Work required:
Duplicate the rows below line for line, with no changes to any character.

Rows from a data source

__________________________________________________

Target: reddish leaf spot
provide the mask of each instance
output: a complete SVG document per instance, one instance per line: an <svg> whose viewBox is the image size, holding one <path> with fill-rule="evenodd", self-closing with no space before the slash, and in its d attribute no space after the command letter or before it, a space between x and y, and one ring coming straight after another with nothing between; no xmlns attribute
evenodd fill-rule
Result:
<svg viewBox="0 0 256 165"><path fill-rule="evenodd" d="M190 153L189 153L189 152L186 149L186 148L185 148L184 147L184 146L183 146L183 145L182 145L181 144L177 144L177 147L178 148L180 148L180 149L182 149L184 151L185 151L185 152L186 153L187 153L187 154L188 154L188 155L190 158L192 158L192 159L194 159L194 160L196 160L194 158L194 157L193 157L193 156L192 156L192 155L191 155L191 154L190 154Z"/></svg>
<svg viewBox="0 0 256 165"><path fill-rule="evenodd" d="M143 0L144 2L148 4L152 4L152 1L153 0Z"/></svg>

__________________________________________________

Result for this task:
Target: reddish leaf spot
provide the mask of each instance
output: a complete SVG document per instance, one instance per line: an <svg> whose viewBox is the image size, holding one <path> with fill-rule="evenodd", self-closing with no space before the slash, and in its d attribute no space after the command letter or before it, a space between x and y, and one ring coming straight after another with nothing between; no xmlns attribute
evenodd fill-rule
Result:
<svg viewBox="0 0 256 165"><path fill-rule="evenodd" d="M190 153L189 153L189 152L186 149L186 148L185 148L184 147L184 146L183 146L183 145L182 145L181 144L177 144L177 147L178 148L180 148L180 149L182 149L184 151L185 151L185 152L186 153L187 153L187 154L188 154L188 155L190 158L192 158L192 159L194 159L194 160L196 160L194 158L194 157L193 157L193 156L192 156L192 155L191 155L191 154L190 154Z"/></svg>
<svg viewBox="0 0 256 165"><path fill-rule="evenodd" d="M143 0L144 2L148 4L152 4L152 1L153 0Z"/></svg>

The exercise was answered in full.